MATERIAL SUPPLIED start
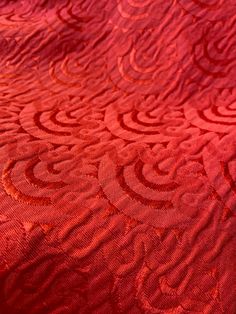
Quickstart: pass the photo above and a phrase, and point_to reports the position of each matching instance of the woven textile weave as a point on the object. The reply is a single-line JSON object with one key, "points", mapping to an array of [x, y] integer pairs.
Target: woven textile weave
{"points": [[117, 156]]}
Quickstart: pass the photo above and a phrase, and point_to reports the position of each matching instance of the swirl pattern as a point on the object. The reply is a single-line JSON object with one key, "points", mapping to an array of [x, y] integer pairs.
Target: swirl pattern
{"points": [[117, 156]]}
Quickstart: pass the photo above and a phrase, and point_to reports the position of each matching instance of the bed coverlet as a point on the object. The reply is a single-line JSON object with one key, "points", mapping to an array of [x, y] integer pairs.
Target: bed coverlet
{"points": [[117, 156]]}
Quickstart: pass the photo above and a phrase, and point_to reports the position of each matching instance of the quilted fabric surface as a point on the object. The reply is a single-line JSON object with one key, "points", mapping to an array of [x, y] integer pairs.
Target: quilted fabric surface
{"points": [[117, 156]]}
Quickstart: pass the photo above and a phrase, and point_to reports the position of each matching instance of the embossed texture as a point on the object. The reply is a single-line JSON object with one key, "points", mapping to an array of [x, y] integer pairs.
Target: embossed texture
{"points": [[118, 156]]}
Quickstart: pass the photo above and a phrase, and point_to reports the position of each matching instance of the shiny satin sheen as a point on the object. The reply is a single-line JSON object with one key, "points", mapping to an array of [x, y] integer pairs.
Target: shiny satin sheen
{"points": [[117, 156]]}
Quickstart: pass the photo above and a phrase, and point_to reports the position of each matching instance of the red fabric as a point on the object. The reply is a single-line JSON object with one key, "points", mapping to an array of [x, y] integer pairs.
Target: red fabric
{"points": [[117, 156]]}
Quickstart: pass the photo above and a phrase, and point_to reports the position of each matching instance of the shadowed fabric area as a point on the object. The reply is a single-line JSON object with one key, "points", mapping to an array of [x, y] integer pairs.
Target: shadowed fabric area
{"points": [[117, 156]]}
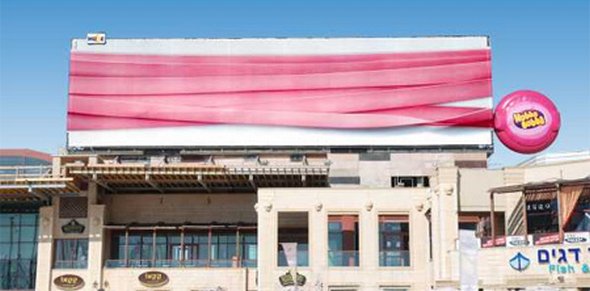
MATERIAL SUPPLIED end
• **THE PROBLEM**: Filter the material above down to the lines that contain the string "weave", and copy each of those lines in full.

• **ANSWER FOR THE TASK**:
Quickstart: pass the photo above and a phrase, and point_to reports the position of each matching instance of the woven textile weave as a point on the object. The reply is a single-line JSON object with one key, "points", mapping to an array of [x, y] integer pairs.
Target: woven textile weave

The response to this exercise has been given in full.